>> begin Available data
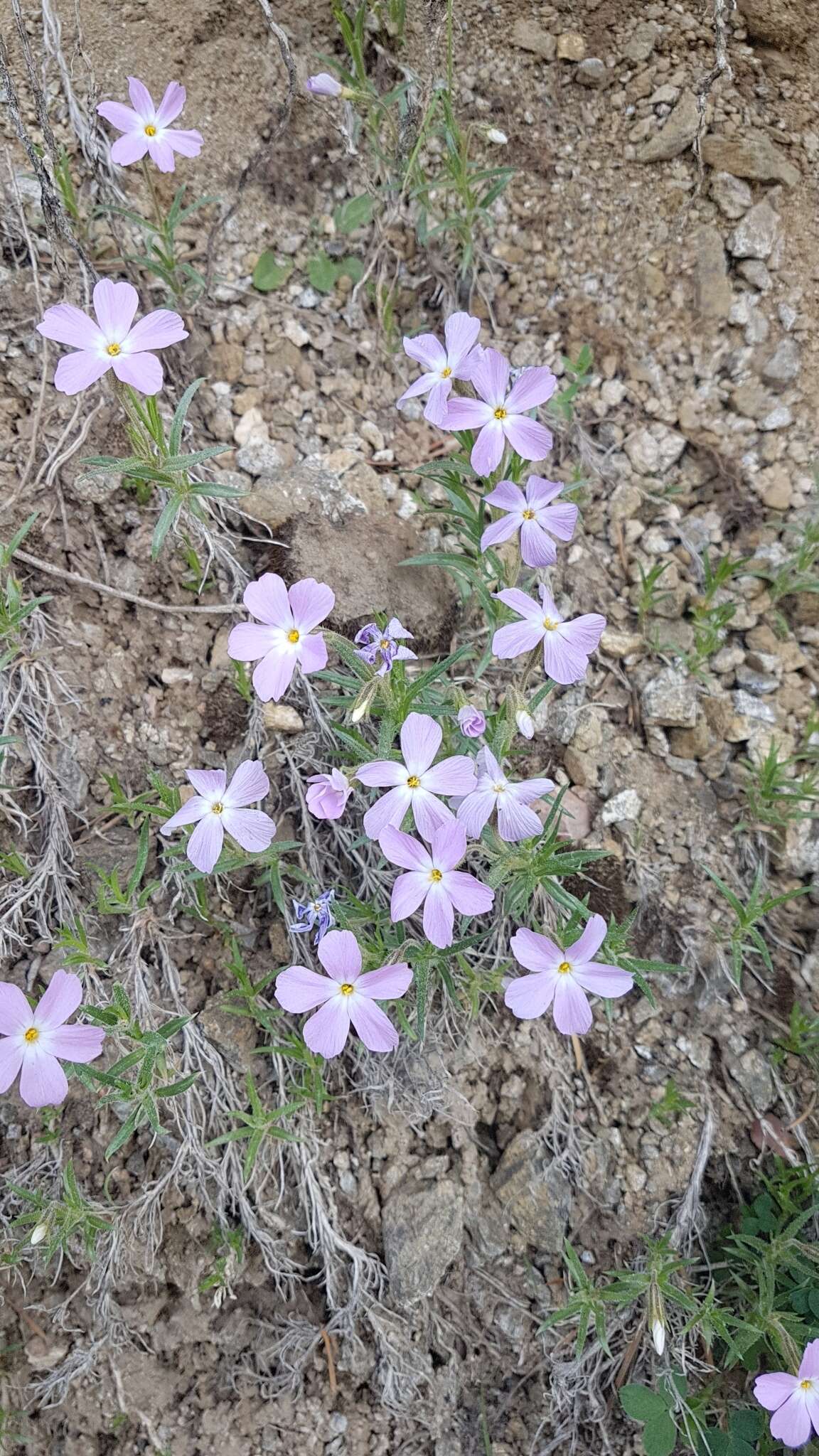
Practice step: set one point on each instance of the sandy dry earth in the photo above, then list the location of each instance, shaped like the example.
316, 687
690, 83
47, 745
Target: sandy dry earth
449, 1183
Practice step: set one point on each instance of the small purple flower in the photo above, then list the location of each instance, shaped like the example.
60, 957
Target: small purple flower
328, 794
793, 1400
441, 365
563, 978
112, 343
219, 807
471, 721
433, 882
414, 783
534, 516
324, 85
515, 819
567, 646
314, 914
500, 412
31, 1042
385, 643
286, 637
343, 996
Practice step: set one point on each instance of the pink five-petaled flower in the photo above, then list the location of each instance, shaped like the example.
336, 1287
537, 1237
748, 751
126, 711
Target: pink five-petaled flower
433, 880
500, 412
219, 807
534, 516
793, 1398
328, 794
563, 978
343, 996
286, 633
148, 127
441, 365
34, 1040
414, 783
112, 343
567, 646
515, 819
>> end Available data
Directions: Reproduce all of the rows above word for word, omitting the pictures.

Exercise response:
Practice step: set one point on each instance of the sandy dry earth in the photo above, then list the location of each instance, shaped like the example.
316, 687
690, 83
47, 745
Target: sandy dry earth
449, 1183
Practice step: set one point on each instance of the small purple flower in the photo above, then list the location of each instance, shaped like the example.
60, 957
Target: small purple flower
328, 794
793, 1400
441, 365
563, 978
112, 343
219, 807
471, 721
433, 882
414, 783
534, 516
324, 85
515, 819
567, 646
314, 914
500, 412
31, 1042
385, 643
286, 637
343, 996
Practice step: set one point on each instance of the pink five-petaled flower in the photo above, then list the location of each instance, shaped like the example.
336, 1287
537, 1237
748, 751
126, 711
Target: pink five-petaled flower
433, 880
500, 412
219, 807
534, 516
793, 1398
328, 794
563, 978
343, 996
286, 633
148, 127
441, 365
34, 1040
414, 783
112, 343
567, 646
515, 819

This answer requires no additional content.